Problem details >> Out of the entries that follow, copy each line containing "worker".
= = = = =
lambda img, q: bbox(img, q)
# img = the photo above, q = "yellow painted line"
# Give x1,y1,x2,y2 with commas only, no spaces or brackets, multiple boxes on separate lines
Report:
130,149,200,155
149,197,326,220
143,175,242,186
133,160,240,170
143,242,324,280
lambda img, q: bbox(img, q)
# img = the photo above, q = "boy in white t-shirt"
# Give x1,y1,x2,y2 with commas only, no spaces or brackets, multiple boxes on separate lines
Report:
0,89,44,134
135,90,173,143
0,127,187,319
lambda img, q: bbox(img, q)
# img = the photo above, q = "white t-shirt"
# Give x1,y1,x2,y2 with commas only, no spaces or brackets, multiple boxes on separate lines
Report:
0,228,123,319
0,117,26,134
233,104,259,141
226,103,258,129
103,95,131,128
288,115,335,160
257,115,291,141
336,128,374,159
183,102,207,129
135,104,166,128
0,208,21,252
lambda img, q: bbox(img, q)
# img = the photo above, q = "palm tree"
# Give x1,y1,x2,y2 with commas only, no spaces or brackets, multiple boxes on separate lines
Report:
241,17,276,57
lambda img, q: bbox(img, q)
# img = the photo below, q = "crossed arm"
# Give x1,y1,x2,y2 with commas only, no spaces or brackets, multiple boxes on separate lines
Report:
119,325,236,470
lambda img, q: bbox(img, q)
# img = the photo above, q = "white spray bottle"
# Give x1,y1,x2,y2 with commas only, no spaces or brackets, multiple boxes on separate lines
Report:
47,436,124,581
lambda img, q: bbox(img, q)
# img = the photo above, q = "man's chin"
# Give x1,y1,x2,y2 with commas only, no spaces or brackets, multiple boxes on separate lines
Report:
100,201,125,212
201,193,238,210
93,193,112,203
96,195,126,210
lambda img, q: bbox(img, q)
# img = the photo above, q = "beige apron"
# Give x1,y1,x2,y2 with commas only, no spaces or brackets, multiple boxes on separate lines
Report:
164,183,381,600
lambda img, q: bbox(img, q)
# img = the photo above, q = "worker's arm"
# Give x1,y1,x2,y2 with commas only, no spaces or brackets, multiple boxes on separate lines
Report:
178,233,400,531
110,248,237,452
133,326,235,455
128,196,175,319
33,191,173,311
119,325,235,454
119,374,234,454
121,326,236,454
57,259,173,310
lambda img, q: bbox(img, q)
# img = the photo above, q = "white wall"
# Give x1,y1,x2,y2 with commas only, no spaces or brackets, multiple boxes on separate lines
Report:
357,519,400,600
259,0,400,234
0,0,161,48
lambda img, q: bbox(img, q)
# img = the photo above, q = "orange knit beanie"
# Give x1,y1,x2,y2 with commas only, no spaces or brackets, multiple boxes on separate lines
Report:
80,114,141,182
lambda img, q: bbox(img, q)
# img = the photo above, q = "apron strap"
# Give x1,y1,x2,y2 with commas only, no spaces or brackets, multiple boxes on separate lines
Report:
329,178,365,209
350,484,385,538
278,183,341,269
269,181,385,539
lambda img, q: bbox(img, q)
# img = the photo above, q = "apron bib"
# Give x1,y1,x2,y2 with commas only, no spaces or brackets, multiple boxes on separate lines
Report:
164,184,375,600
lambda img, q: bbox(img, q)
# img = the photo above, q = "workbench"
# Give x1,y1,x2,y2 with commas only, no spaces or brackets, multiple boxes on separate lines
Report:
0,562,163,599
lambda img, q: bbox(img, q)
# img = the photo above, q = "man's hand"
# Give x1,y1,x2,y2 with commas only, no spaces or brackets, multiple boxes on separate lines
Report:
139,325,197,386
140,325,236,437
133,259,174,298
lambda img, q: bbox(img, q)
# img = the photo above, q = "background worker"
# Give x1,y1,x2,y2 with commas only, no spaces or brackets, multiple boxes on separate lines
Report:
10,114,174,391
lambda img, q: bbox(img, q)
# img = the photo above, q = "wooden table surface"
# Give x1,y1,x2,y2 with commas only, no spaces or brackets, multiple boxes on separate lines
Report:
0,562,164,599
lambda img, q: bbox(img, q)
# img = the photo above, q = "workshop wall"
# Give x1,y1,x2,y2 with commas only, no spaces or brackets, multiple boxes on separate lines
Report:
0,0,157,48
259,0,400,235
= = = = =
Solution below >>
# img = the photo above, q = "worker's arm"
# img = the photo above, q = "background worker"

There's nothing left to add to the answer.